• Quoted passage:
+===+
I have an old Seagate ST251 MFM drive that just croaked. While booting
up it made some horrendous "clacking" noises and now I get a drive
failure indication when booting up. It defaults and then I can boot
off a floppy and still get into C: (the first partition) The problem
and where my needed data is drive d and although the drive is there
doing a dir gets you a data error message. Scandisk can't touch it and
Norton says that the FAT is bad and only a low level format can
correct this. Well if I wanted to do a format I wouldn't be interested
in retrieving my data. The OS is DOS 6.2. Does anyone know of a good
utility that I can down load in DOS and that will work with DOS and
give me at least a prayer of getting my data back? And if its a free
utility all the better. Thanks, Lenny Stein, Barlen Electronics.


Some suggestions:

1. If this is really critical data, contact Ontrack for data recovery
services and get a quote; they will disassemble the drive in a
clean room and use special equipment to recover the data.
+===+
Recorded data
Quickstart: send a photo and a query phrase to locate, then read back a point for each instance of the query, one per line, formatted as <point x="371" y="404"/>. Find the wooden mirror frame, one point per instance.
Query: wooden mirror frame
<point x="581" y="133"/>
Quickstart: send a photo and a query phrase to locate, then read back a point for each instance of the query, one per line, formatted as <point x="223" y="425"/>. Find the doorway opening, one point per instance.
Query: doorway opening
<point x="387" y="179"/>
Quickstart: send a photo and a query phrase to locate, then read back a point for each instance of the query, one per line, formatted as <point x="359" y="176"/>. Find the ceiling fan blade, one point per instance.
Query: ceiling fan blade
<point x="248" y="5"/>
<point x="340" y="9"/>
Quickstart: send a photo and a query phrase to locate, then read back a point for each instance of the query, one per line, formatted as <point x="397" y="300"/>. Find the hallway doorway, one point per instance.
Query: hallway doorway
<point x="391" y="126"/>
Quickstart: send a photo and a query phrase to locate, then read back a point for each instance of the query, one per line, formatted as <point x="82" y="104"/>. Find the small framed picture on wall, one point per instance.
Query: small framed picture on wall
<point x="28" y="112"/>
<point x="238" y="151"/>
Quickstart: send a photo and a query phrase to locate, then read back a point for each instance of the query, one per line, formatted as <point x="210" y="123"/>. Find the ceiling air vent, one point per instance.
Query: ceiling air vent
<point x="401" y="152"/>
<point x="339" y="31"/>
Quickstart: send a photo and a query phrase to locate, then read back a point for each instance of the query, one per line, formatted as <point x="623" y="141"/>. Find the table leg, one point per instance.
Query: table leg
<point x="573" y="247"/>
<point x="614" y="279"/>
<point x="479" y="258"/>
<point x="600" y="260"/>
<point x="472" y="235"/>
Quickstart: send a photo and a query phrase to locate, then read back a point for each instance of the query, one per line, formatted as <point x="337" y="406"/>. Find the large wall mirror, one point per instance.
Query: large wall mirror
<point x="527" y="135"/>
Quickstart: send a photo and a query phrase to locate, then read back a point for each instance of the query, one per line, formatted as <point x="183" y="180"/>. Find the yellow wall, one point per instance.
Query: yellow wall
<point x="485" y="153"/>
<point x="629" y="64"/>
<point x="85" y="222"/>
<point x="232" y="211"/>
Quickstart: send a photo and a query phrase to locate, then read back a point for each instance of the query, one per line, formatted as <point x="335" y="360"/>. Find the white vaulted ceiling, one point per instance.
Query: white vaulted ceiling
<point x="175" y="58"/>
+===+
• Work to complete: List every piece of software named in the post about the failed Seagate drive.

• The solution: Scandisk, Norton, DOS 6.2